== The task ==
Can you render each line of the listing below as a Markdown table with the columns "Row" and "Line," numbering the rows, skipping blank lines, and leaving the pictures out?

-- Begin Given entries --

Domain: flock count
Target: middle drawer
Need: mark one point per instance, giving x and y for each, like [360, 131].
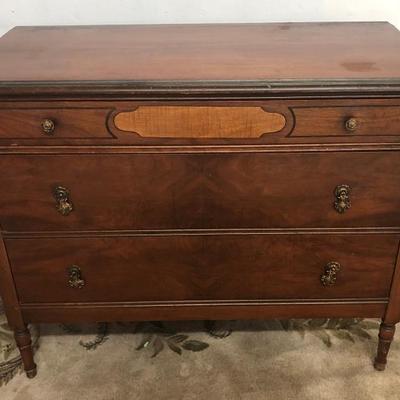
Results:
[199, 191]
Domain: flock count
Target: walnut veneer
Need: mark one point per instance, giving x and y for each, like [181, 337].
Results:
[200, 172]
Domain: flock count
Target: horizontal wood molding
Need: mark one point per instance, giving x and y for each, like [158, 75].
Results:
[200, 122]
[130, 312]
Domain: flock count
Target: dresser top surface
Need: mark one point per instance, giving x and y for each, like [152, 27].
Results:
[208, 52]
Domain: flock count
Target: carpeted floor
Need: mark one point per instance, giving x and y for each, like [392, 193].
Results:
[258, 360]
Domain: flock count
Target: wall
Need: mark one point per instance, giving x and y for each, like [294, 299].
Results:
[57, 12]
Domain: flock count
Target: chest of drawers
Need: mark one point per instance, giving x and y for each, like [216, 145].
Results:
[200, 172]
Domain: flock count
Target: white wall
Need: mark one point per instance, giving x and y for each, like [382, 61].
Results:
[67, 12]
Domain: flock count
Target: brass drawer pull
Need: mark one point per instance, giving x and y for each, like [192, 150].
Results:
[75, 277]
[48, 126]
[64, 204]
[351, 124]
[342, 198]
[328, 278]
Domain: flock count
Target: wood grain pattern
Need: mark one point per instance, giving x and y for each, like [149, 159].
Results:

-- End Given entries --

== Completed exercise ==
| Row | Line |
|---|---|
| 1 | Domain: flock count |
| 2 | Target: middle drawer |
| 3 | Need: mark one point per instance, giving x and y for each, like [360, 131]. |
| 4 | Results: |
| 5 | [199, 191] |
| 6 | Domain: flock count |
| 7 | Target: walnut veneer |
| 8 | Need: mark one point per instance, giving x and y for each, like [181, 337]. |
| 9 | Results: |
| 10 | [200, 172] |
| 11 | Domain: flock count |
| 12 | Target: horizontal wood molding |
| 13 | Need: mark one point per instance, giving x and y for each, like [158, 75]. |
| 14 | Results: |
| 15 | [200, 122] |
| 16 | [130, 312] |
| 17 | Domain: flock count |
| 18 | Target: dresser top surface |
| 19 | Need: mark one point per instance, giving x and y for each, like [152, 27]. |
| 20 | Results: |
| 21 | [208, 52] |
| 22 | Domain: flock count |
| 23 | Target: carpeted floor |
| 24 | Need: mark one point per instance, giving x and y for each, like [392, 193]. |
| 25 | Results: |
| 26 | [258, 360] |
| 27 | Domain: flock count |
| 28 | Target: wall |
| 29 | Need: mark one point per instance, giving x and y for each, like [294, 299]. |
| 30 | Results: |
| 31 | [57, 12] |
| 32 | Domain: flock count |
| 33 | Target: chest of drawers |
| 34 | Need: mark one point per instance, giving x and y for each, like [216, 145]. |
| 35 | Results: |
| 36 | [200, 172] |
| 37 | Domain: flock count |
| 38 | Target: white wall |
| 39 | Need: mark one point per instance, giving x and y for each, like [382, 61]. |
| 40 | Results: |
| 41 | [67, 12] |
| 42 | Domain: flock count |
| 43 | Target: brass drawer pull |
| 44 | Need: mark one point per instance, giving x and y for each, like [192, 150]. |
| 45 | Results: |
| 46 | [75, 277] |
| 47 | [48, 126] |
| 48 | [64, 204] |
| 49 | [351, 124] |
| 50 | [342, 198] |
| 51 | [328, 278] |
| 52 | Domain: flock count |
| 53 | Target: wood grain pattern |
| 54 | Need: mark one point per instance, giving x and y for each, like [149, 159]. |
| 55 | Results: |